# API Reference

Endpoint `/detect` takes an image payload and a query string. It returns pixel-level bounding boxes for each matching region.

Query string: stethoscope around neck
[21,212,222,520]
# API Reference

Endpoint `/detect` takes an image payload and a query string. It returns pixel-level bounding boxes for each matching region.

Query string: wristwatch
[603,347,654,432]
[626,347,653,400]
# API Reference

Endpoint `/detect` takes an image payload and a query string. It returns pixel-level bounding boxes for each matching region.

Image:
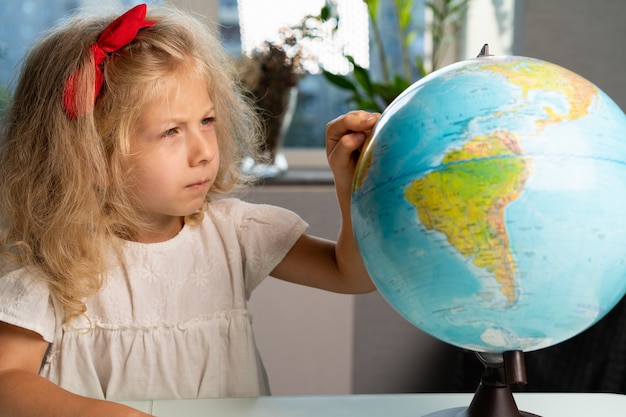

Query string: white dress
[0,199,307,401]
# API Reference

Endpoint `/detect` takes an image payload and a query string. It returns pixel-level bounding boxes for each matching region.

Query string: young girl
[0,5,378,417]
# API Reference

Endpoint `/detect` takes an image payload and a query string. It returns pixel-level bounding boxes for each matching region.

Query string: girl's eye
[162,127,178,138]
[202,117,215,126]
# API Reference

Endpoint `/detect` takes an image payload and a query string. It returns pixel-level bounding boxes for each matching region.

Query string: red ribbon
[63,4,155,120]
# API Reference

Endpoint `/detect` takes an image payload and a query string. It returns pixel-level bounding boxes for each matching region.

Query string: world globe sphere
[351,56,626,354]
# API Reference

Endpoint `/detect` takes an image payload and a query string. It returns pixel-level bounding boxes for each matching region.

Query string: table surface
[123,393,626,417]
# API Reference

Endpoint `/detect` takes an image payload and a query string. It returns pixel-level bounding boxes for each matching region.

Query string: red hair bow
[63,4,155,120]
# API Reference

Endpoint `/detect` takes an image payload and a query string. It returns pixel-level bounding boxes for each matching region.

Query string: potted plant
[238,16,322,177]
[317,0,470,112]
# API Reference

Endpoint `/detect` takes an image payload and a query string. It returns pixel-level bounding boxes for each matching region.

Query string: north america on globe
[351,56,626,352]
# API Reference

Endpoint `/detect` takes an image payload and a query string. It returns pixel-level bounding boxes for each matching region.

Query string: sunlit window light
[238,0,369,74]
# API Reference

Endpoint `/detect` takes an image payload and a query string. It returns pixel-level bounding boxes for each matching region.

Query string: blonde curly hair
[0,7,262,321]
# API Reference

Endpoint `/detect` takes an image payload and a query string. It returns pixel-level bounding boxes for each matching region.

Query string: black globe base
[424,351,540,417]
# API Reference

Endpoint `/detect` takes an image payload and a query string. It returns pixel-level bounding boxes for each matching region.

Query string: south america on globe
[351,56,626,353]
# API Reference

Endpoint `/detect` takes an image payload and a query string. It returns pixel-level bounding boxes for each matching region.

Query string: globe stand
[424,350,539,417]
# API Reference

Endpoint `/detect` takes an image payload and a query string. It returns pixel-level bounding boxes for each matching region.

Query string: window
[219,0,424,149]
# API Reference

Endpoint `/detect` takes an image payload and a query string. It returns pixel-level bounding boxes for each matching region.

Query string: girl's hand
[326,110,380,190]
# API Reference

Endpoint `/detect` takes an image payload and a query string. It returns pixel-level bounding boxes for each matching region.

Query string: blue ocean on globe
[351,56,626,353]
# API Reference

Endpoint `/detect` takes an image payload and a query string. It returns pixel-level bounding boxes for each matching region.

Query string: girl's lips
[185,180,209,190]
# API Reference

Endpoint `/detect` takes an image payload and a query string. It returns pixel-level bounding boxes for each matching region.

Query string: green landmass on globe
[352,57,626,352]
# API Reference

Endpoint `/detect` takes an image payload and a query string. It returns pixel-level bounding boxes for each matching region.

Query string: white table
[119,393,626,417]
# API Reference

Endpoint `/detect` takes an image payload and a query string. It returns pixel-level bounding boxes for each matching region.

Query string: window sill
[257,148,334,186]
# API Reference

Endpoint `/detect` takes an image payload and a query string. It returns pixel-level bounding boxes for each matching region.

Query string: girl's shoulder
[207,197,304,225]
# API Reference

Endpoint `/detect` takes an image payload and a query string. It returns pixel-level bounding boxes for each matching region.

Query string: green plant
[0,85,10,119]
[316,0,470,112]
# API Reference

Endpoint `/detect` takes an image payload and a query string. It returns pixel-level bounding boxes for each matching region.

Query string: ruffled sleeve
[221,197,309,298]
[0,268,57,343]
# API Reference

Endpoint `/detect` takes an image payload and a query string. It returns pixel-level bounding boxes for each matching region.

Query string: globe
[351,56,626,354]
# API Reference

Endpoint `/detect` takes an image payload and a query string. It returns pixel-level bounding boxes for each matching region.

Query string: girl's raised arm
[272,111,379,293]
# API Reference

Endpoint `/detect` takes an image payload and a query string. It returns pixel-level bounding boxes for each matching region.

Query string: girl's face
[131,71,219,242]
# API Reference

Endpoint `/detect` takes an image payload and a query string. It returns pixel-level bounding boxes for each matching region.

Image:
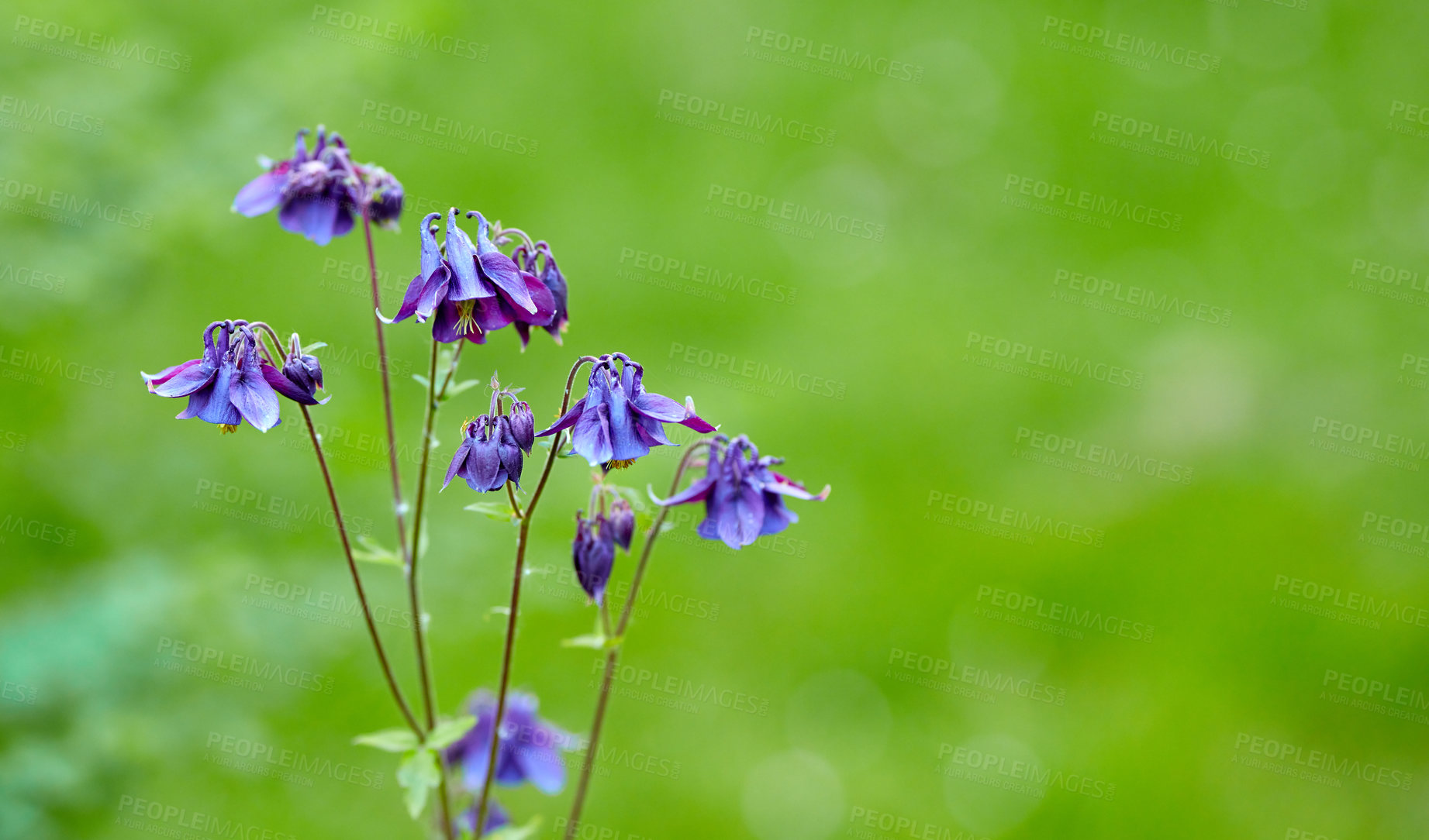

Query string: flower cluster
[446,690,575,835]
[233,126,403,244]
[654,434,829,549]
[383,207,569,349]
[140,320,327,432]
[536,353,715,467]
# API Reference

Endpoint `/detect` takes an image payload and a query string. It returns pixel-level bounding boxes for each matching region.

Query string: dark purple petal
[233,171,287,219]
[441,435,471,490]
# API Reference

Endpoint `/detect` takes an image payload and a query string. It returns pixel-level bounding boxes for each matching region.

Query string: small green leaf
[427,714,476,750]
[463,501,516,522]
[353,534,402,569]
[353,728,417,753]
[485,816,540,840]
[397,747,441,820]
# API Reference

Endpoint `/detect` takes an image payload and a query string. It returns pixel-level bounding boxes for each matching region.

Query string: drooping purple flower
[513,240,570,350]
[446,690,573,800]
[570,510,616,604]
[441,413,522,493]
[140,320,292,432]
[610,498,634,552]
[510,403,536,454]
[263,333,332,406]
[536,353,715,467]
[654,434,830,549]
[233,126,403,244]
[380,207,556,344]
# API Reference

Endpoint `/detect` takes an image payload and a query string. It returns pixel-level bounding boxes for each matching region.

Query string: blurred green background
[0,0,1429,840]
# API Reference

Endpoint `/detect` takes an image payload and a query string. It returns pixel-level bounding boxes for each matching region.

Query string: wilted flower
[610,498,634,552]
[392,207,556,344]
[140,322,307,432]
[536,353,715,467]
[570,510,616,604]
[512,242,570,350]
[441,415,522,493]
[233,126,403,244]
[656,434,829,549]
[446,690,571,800]
[268,333,332,406]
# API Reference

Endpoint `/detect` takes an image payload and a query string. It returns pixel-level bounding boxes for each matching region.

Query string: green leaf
[353,728,419,753]
[485,816,540,840]
[426,714,476,750]
[397,747,441,820]
[463,501,516,522]
[353,534,402,569]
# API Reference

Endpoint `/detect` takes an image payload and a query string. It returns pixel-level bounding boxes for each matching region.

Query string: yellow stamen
[456,298,480,336]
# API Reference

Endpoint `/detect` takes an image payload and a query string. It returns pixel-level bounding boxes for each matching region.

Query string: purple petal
[233,171,287,219]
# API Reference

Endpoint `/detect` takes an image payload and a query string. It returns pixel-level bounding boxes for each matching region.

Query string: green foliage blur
[0,0,1429,840]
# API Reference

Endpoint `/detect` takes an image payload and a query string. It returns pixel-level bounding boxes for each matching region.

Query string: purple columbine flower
[446,690,573,800]
[570,510,616,604]
[388,207,556,346]
[441,415,522,493]
[654,434,830,549]
[140,320,307,433]
[264,333,332,406]
[233,126,403,244]
[512,240,570,350]
[536,353,715,469]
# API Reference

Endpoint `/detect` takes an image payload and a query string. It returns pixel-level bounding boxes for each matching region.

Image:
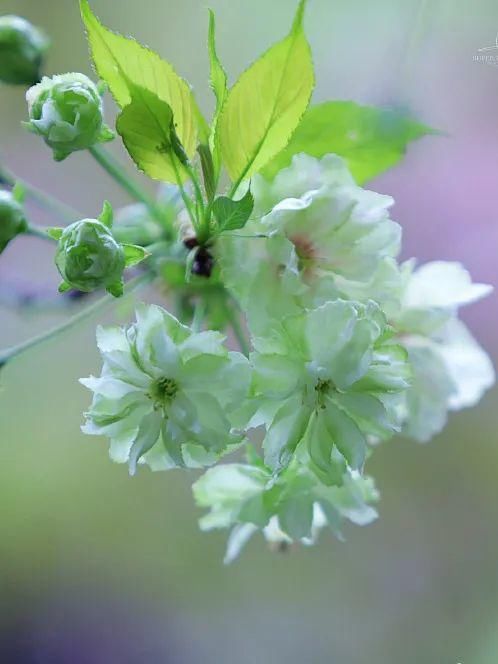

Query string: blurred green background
[0,0,498,664]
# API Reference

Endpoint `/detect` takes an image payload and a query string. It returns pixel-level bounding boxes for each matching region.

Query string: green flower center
[315,378,334,408]
[149,376,178,408]
[315,378,332,394]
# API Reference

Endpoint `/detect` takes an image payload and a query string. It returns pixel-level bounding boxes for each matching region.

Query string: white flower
[81,305,250,473]
[217,155,401,334]
[394,261,495,442]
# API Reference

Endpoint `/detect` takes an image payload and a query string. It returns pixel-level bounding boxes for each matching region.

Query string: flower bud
[0,15,49,85]
[26,74,114,161]
[55,219,126,296]
[0,191,28,253]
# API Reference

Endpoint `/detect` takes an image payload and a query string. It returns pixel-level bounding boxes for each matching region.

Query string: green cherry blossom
[81,305,250,474]
[393,261,495,442]
[0,15,49,85]
[218,155,401,332]
[193,458,378,564]
[244,300,410,485]
[49,202,148,297]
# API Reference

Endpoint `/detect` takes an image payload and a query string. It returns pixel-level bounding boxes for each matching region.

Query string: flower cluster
[80,155,494,561]
[81,306,250,474]
[0,6,495,562]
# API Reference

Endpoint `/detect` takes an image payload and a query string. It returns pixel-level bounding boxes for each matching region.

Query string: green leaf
[12,182,26,204]
[57,281,72,293]
[121,244,150,267]
[80,0,198,158]
[278,494,313,540]
[197,145,217,201]
[208,10,228,179]
[213,189,254,232]
[116,85,188,183]
[262,101,438,184]
[216,0,314,183]
[208,9,227,118]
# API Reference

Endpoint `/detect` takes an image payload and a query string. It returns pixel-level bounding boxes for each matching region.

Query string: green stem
[226,302,250,357]
[0,273,152,367]
[0,166,81,222]
[171,158,198,233]
[88,145,158,218]
[190,297,206,332]
[25,224,57,242]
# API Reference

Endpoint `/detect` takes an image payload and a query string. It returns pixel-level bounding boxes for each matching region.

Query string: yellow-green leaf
[116,85,187,183]
[216,0,314,183]
[208,10,228,179]
[262,101,438,184]
[80,0,199,157]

______________________________

### Stated task:
Pick out every line in the entries above that contains the string "globe".

### Task response:
Query string: world globe sphere
Query string: north america on globe
Query string: black globe base
Query string: south america on globe
Query string: globe stand
Query string: blue ocean on globe
Query string: green landmass on globe
Query string: globe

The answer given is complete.